== Extracted text ==

July 8th 2022: Paula Lorgelly

‘So you think you need a health economist, yes you do!’

Health economics isn’t just about estimating the cost of an intervention or evaluating cost effectiveness. Assessments of value for money can occur across the spectrum of evidence development, for example does a proposed trial deliver value for money for research funders? There are also other health economics tools and techniques that can be deplored in clinical and public health projects that can ensure get added valued for a project, including understanding healthcare professionals and patients’ preferences for care, which might impact adoption and uptake; or exploring the distribution of health outcomes and cost to understand equity effects.

Prof Paula Lorgelly, a recent recruit to UoA, will discuss some of the research she has undertaken in the genomics and cancer space, highlighting new research angles that may spark the interest of others, and thereby enable new transdisciplinary research collaborations.

June 10th 2022: Emma Nolan and Cherie Blenkiron


In this seminar we have Emma Nolan speaking about Naughty neutrophils: Radiation therapy triggers a dark side in neutrophils. 

Followed by Cherie Blenkiron speaking about Extracellular Vesicles as biomarkers for endometrial cancer.

May 27th 2022: Professor Stefan Bohlander


In this seminar we have Professor Stefan Bohlander speaking about Precision medicine for haematological malignancies. Why stamp collecting was important to understand AML.

Stefan gave an overview of the biology and genetics of acute myeloid leukaemia, with an emphasis on the newer developments in the field facilitated by next generation sequencing (NGS). As an example of a Precision Medicine Initiative, Stefan will introduce our myeloid NGS panel and report how it impacts the management of AML patients in Auckland. Stefan also gave an brief overview of our murine leukaemia models and our studies on leukaemia stem cells.

May 13th 2022: Show and Tell – Session 2


This was a ‘Show & Tell’ event, in which we will showcase some of the fantastic research programs and scientific platforms that are being developed and led by members of our research community. Each speaker gives a short ‘elevator pitch’ style presentation.

To see more about this seminar click here.

Friday 29th April: Show and Tell


This was a ‘Show & Tell’ event, held on Friday 29th April, in which we showcased some of the fantastic research programs and scientific platforms that are being developed and led by members of our research community. Each speaker gives a short ‘elevator pitch’ style presentation, followed by a brief Q&A session.

===
== Given information ==

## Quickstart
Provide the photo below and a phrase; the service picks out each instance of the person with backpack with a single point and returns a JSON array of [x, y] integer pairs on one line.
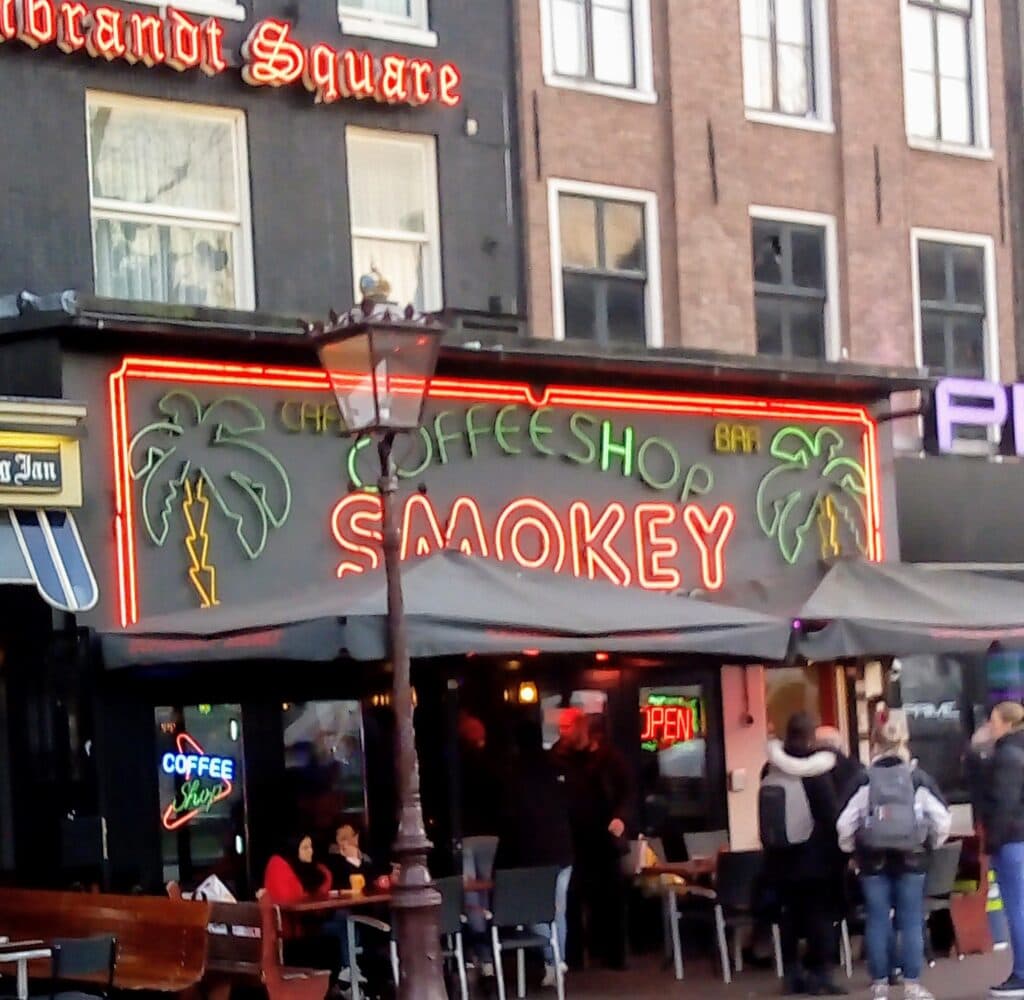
[[894, 819], [1003, 818], [797, 808]]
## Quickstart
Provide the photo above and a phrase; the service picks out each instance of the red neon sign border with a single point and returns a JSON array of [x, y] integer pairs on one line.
[[299, 379]]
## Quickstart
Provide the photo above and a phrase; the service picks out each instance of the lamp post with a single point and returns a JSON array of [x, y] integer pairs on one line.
[[380, 362]]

===

## Work task 1
According to the seminar page, what was the subject of Cherie Blenkiron's talk?
## Work task 2
Extend the seminar page, starting after its final sentence.

## Answer area 1
Extracellular vesicles as biomarkers for endometrial cancer.

## Answer area 2
At the end of the seminar, we hosted a 30-minute networking and discussion event over Zoom for those who wished to attend, allowing the viewer to engage with our speakers, ask questions and establish new collaborations. This event is designed to inspire you, to inform you, and to help connect you!

March 31st 2022: Rakeiora – generating a new precision medicine research infrastructure in NZ


New Zealand has many high quality precision medicine research programs involving genomic data from patients across a range of diseases. However, this research often proceeds as relatively small-scale projects, with virtually no supporting computational infrastructure and little potential for collaboration.

We have few equivalents to large overseas initiatives such as Genome England. Many of NZ’s precision medicine academic studies and clinical trials have inconsistent protection of participants, outdated ethical, legal and governance frameworks and little focus on Māori Treaty rights or Māori & Pacific health needs.

Rakeiora is an MBIE-funded project that aims to address these issues. It is building a prototype for a safe, well-governed and effective infrastructure in which NZ researchers can store, analyse and collaborate using national-scale human whole genome data sets linked to health records. Rakeiora will primarily enable precision medicine research and trials but will also facilitate clinical care. While

Rakeiora works with overseas programs such as Genome England, Gen3 and GA4GH to use the best international methods available, it is NZ-centric, focussed on co-innovation with Māori and is grounded in Te Tiriti and tikanga frameworks.